◆ Required work
Exactly as given, write out the lines from the one containing "For this evaluation, locate the stainless steel sink" through the end of the listing, with both ends included and nothing else.

◆ Given data
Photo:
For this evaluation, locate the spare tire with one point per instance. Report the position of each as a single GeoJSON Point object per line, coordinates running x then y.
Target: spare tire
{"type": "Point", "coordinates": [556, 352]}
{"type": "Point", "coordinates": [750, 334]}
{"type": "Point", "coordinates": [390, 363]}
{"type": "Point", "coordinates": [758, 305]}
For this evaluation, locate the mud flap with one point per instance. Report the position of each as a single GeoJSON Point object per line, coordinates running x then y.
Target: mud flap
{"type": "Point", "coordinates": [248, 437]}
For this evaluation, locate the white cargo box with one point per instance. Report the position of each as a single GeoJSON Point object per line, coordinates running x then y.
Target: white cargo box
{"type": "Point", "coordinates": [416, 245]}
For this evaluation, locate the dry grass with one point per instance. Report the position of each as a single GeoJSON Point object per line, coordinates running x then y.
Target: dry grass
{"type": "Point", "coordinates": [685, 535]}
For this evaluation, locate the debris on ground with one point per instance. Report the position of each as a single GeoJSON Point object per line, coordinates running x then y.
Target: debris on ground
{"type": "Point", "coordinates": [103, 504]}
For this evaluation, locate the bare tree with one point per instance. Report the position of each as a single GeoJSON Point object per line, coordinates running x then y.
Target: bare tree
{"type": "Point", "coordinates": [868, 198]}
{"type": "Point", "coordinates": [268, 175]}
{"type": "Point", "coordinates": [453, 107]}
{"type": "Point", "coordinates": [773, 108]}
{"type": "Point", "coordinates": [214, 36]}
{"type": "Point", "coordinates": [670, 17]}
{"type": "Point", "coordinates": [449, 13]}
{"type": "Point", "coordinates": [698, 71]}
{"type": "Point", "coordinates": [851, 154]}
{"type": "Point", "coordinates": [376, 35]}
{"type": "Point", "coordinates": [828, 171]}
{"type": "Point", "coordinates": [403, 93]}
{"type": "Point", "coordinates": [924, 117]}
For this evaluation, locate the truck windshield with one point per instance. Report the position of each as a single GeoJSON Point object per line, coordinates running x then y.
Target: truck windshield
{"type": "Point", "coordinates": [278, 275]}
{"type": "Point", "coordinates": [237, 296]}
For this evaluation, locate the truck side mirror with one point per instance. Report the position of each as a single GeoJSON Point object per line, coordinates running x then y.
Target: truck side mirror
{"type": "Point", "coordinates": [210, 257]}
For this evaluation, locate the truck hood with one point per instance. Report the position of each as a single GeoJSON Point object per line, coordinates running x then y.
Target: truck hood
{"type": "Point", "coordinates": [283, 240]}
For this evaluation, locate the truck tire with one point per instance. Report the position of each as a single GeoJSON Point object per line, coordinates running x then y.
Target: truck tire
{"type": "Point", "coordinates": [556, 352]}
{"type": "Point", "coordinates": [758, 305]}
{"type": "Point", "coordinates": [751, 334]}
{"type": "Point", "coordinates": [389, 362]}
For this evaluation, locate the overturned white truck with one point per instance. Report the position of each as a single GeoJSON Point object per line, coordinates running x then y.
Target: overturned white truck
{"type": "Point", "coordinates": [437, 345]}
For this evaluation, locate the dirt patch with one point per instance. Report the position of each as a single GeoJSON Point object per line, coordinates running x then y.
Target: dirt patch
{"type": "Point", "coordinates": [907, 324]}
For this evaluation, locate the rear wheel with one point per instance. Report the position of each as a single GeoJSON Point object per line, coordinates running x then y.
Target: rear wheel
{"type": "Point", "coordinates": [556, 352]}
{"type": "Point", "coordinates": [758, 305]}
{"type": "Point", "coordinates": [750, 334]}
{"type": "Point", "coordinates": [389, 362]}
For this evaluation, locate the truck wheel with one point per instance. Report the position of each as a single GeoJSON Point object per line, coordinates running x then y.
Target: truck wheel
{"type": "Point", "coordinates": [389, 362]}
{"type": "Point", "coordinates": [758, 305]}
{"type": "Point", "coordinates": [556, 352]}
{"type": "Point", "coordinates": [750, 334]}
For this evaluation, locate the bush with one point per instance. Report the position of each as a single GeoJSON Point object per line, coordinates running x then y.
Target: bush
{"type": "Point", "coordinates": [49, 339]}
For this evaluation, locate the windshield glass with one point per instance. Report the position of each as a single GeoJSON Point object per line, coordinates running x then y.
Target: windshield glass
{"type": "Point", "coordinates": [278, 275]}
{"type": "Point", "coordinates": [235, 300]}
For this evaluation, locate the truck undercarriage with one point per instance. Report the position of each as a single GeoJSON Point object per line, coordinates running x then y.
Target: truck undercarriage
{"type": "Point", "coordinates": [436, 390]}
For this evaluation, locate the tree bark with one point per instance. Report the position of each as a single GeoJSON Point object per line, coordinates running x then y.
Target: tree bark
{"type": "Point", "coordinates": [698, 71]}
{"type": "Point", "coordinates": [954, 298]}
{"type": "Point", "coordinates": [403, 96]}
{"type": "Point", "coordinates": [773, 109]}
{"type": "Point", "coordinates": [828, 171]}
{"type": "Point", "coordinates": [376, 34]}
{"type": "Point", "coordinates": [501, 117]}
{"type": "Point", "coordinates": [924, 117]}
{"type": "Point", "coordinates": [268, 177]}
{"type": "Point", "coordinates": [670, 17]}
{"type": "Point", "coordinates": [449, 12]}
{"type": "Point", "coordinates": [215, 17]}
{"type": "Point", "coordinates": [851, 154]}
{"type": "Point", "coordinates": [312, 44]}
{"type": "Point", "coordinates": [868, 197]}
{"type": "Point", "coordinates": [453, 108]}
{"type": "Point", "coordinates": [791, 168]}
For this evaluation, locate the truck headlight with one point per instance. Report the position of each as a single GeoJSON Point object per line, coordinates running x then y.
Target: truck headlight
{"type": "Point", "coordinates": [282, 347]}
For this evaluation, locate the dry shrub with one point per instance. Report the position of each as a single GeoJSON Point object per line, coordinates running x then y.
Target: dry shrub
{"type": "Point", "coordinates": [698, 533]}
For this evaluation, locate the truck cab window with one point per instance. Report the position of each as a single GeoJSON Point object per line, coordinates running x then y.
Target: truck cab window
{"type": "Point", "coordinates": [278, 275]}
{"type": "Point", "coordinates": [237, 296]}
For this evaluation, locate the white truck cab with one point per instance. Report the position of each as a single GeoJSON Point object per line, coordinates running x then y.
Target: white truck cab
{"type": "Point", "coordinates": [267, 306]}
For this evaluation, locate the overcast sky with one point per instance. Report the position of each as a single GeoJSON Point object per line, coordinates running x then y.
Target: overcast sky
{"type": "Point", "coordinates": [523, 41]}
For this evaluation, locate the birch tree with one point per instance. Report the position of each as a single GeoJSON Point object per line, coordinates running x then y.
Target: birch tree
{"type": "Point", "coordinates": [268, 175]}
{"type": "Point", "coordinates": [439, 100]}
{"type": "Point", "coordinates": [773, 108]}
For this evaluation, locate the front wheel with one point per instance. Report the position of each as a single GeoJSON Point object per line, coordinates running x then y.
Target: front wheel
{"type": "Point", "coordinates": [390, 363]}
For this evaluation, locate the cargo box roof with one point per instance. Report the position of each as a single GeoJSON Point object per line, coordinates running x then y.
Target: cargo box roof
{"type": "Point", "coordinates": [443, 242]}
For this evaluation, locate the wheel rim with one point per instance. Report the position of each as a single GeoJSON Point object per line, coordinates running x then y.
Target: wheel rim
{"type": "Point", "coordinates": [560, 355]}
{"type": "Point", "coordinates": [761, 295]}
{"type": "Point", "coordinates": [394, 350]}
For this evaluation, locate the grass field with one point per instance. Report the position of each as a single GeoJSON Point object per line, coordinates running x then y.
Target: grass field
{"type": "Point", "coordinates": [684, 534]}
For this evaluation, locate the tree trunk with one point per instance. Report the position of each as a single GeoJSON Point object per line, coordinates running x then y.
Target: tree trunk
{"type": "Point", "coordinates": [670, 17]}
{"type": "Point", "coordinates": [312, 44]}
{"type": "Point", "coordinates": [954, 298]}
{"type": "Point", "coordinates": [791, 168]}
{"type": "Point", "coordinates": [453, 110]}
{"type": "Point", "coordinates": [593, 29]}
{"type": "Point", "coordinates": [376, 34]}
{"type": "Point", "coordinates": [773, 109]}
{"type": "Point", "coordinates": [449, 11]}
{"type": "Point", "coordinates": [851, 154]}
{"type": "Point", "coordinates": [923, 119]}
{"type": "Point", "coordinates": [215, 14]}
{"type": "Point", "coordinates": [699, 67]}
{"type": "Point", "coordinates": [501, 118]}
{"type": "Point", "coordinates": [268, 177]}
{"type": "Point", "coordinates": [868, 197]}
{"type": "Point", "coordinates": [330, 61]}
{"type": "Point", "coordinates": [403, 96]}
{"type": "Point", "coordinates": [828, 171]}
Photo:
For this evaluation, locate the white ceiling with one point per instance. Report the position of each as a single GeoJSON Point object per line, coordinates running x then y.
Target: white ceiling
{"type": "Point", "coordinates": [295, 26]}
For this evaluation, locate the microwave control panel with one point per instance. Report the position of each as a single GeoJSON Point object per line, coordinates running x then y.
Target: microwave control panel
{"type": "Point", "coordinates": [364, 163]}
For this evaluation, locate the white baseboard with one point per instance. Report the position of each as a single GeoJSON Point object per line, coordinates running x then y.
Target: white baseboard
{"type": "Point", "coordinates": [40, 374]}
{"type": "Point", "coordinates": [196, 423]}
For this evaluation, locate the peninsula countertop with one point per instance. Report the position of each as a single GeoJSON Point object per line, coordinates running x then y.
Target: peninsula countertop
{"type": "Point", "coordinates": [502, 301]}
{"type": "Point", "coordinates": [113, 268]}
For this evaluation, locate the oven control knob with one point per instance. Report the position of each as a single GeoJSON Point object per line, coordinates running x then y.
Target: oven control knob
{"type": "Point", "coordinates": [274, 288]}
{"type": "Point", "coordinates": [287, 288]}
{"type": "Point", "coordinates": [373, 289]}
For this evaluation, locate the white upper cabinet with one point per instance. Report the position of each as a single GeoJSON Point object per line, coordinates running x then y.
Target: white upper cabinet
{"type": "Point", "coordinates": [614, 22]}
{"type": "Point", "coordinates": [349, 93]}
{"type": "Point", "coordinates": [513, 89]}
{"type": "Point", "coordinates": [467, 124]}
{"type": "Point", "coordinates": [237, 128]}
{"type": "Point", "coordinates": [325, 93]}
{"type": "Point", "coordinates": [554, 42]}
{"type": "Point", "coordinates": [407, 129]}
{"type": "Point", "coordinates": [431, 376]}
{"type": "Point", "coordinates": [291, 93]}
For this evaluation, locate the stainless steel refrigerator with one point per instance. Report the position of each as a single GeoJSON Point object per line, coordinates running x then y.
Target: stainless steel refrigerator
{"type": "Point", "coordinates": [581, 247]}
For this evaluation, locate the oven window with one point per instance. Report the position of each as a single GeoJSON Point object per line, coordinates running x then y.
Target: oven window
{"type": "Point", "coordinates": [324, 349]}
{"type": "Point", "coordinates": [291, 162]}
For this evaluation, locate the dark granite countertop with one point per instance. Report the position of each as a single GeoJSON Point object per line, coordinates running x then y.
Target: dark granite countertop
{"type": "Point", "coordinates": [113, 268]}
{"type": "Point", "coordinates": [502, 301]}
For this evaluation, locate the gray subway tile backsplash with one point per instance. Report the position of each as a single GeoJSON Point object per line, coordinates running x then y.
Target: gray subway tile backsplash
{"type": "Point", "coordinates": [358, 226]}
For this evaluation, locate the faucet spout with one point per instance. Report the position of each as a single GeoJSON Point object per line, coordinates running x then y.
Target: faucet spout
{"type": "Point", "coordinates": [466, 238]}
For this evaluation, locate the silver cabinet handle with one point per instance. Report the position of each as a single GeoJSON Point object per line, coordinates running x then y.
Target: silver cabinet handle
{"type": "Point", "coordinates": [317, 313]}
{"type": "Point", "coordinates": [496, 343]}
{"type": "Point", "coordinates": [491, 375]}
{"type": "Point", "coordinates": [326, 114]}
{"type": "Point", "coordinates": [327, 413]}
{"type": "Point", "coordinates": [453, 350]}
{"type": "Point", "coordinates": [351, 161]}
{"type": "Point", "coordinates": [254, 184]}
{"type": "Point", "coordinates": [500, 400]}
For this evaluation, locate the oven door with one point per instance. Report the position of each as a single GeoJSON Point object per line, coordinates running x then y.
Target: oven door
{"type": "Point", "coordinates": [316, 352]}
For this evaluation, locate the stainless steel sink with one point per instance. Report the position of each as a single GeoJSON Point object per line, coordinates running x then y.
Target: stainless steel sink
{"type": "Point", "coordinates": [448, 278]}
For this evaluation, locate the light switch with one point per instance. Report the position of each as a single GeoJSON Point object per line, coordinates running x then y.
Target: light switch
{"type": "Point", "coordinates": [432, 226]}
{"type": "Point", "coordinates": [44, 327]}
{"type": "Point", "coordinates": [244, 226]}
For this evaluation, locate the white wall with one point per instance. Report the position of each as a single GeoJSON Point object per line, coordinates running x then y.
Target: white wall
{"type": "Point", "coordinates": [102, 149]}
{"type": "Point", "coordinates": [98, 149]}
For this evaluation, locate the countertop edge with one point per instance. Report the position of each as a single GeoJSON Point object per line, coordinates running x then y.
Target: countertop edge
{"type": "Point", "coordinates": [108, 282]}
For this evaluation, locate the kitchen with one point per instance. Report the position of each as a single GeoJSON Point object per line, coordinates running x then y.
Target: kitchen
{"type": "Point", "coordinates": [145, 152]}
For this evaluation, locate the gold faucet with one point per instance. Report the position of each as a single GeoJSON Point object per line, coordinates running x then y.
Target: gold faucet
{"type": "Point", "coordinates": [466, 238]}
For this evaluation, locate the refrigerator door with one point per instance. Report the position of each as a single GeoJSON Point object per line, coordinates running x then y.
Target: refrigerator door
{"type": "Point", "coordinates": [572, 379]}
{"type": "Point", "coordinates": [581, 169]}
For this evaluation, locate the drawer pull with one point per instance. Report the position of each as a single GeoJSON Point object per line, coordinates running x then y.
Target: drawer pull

◆ In response
For this evaluation, locate the stainless steel sink with one point per instance. Report the position of each as a single GeoJSON Point object per line, coordinates running x then y.
Target: stainless steel sink
{"type": "Point", "coordinates": [448, 278]}
For this evaluation, locate the light switch with one point per instance. Report the position of each as a single GeoJSON Point object per line, coordinates running x then y.
Target: light switch
{"type": "Point", "coordinates": [432, 226]}
{"type": "Point", "coordinates": [44, 327]}
{"type": "Point", "coordinates": [244, 226]}
For this evaluation, locate the white wall with one point per instance. Report the position of each as a single GeoJSON Point object per line, coordinates running x then y.
Target: white wall
{"type": "Point", "coordinates": [102, 149]}
{"type": "Point", "coordinates": [98, 149]}
For this evaluation, locate the countertop edge with one point per instance. Report the position of each as a single GeoJSON Point object per line, coordinates running x then y.
Target: countertop edge
{"type": "Point", "coordinates": [108, 282]}
For this evaluation, locate the kitchen with one point per instance. Report the position of each as a single GeoJSON Point object per line, coordinates running x then y.
Target: kitchen
{"type": "Point", "coordinates": [145, 152]}
For this evaluation, locate the gold faucet with one point per instance. Report the position of each as a single GeoJSON Point object per line, coordinates running x then y.
Target: gold faucet
{"type": "Point", "coordinates": [466, 238]}
For this evaluation, locate the refrigerator door with one point per instance. Report the position of each as a single GeoJSON Point object per line, coordinates running x then y.
Target: refrigerator door
{"type": "Point", "coordinates": [572, 379]}
{"type": "Point", "coordinates": [581, 169]}
For this evaluation, locate the drawer pull with one point per instance. Report the position of each as a single GeoJSON Point object per line, coordinates running x then y.
Target: drawer pull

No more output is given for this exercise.